#### [Tarea obligatoria]
Imprime entero el texto sobre la Ilustración y la posmodernidad, sin cambiarle ni una palabra.

#### [Texto para leer]
El relativismo de la posmodernidad, después de una perversión del propósito originario de la Modernidad Ilustrada, fue concausa de este estado de postración en que se sume el hombre occidental. La abolición de privilegios injustos y agravantes, que fuera ya clamor en el siglo XVIII, se confundió con un igualitarismo feroz y fanático. Habían de tratarse de tú a tú el sabio y el ignorante, y al ignorante se le metió en la cabeza el “derecho” a gritarle a aquel “sus” verdades. El haragán y el pícaro debían optar “al mismo nivel de vida” que el hombre esforzado y diligente. La mujer quiso abandonar su condición, al parecer tan injusta, de “máquina reproductiva” para convertirse en poco más que un permanente muchacho pendenciero y una “máquina sexual”. Libertad, Igualdad y Fraternidad pasaron a ser la Santísima Trinidad de una religión antirreligiosa, de una sociedad que cercenó las raíces y que perdió la justa medida de todo. La libertad desenfrenada incluye el derecho a rebajarse (y ahí vemos las explosiones de parafilias, la consideración de la prostitución como profesión, la ridiculización de las tradiciones culturales y religiosas, la banalización del pensamiento y la mofa hacia los profesores). La Igualdad desenfrenada implica el desprecio por las jerarquías naturales, así como de las basadas en el mérito, la sabiduría, la inteligencia.  Como ya señaló la Escuela de Frankfurt, el proyecto Ilustrado consiguió llevar a tal extremo sus ideales que, en un contexto de sociedad de masas, alta tecnología, consumismo fanático, etc. tales ideales se convierten en los peores enemigos de la persona. Acaban anulando los valores de la Civilización misma. [6]

 

Por lo general, las críticas al Sistema elaboradas desde el ámbito marxista toman como referencia el Capital y su lógica de acumulación. Cualquier superación del Sistema es comprendida como una devolución de la humanidad al proyecto de la Modernidad (Ilustración, Democracia, Derechos Humanos). El socialismo o cualquier otro proyecto de corrección del sistema capitalista mundial (comunista, liberal, keynesiano, socialdemócrata) es un proyecto que se siente heredero y solidario de la idea de Progreso y de la corriente Ilustrada. Contra las desigualdades generadas por la explotación del trabajo, por la opresión de clase, por la lógica de la producción y apropiación de la plusvalía, todos estos críticos del Sistema insisten en una “verdadera emancipación”, un “verdadero progreso”.

#### [Extracto original]
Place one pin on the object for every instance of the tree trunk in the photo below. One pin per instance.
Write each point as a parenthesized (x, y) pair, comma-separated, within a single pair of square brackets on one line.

#### [Solución desarrollada]
El relativismo de la posmodernidad, después de una perversión del propósito originario de la Modernidad Ilustrada, fue concausa de este estado de postración en que se sume el hombre occidental. La abolición de privilegios injustos y agravantes, que fuera ya clamor en el siglo XVIII, se confundió con un igualitarismo feroz y fanático. Habían de tratarse de tú a tú el sabio y el ignorante, y al ignorante se le metió en la cabeza el “derecho” a gritarle a aquel “sus” verdades. El haragán y el pícaro debían optar “al mismo nivel de vida” que el hombre esforzado y diligente. La mujer quiso abandonar su condición, al parecer tan injusta, de “máquina reproductiva” para convertirse en poco más que un permanente muchacho pendenciero y una “máquina sexual”. Libertad, Igualdad y Fraternidad pasaron a ser la Santísima Trinidad de una religión antirreligiosa, de una sociedad que cercenó las raíces y que perdió la justa medida de todo. La libertad desenfrenada incluye el derecho a rebajarse (y ahí vemos las explosiones de parafilias, la consideración de la prostitución como profesión, la ridiculización de las tradiciones culturales y religiosas, la banalización del pensamiento y la mofa hacia los profesores). La Igualdad desenfrenada implica el desprecio por las jerarquías naturales, así como de las basadas en el mérito, la sabiduría, la inteligencia.  Como ya señaló la Escuela de Frankfurt, el proyecto Ilustrado consiguió llevar a tal extremo sus ideales que, en un contexto de sociedad de masas, alta tecnología, consumismo fanático, etc. tales ideales se convierten en los peores enemigos de la persona. Acaban anulando los valores de la Civilización misma. [6]

 

Por lo general, las críticas al Sistema elaboradas desde el ámbito marxista toman como referencia el Capital y su lógica de acumulación. Cualquier superación del Sistema es comprendida como una devolución de la humanidad al proyecto de la Modernidad (Ilustración, Democracia, Derechos Humanos). El socialismo o cualquier otro proyecto de corrección del sistema capitalista mundial (comunista, liberal, keynesiano, socialdemócrata) es un proyecto que se siente heredero y solidario de la idea de Progreso y de la corriente Ilustrada. Contra las desigualdades generadas por la explotación del trabajo, por la opresión de clase, por la lógica de la producción y apropiación de la plusvalía, todos estos críticos del Sistema insisten en una “verdadera emancipación”, un “verdadero progreso”.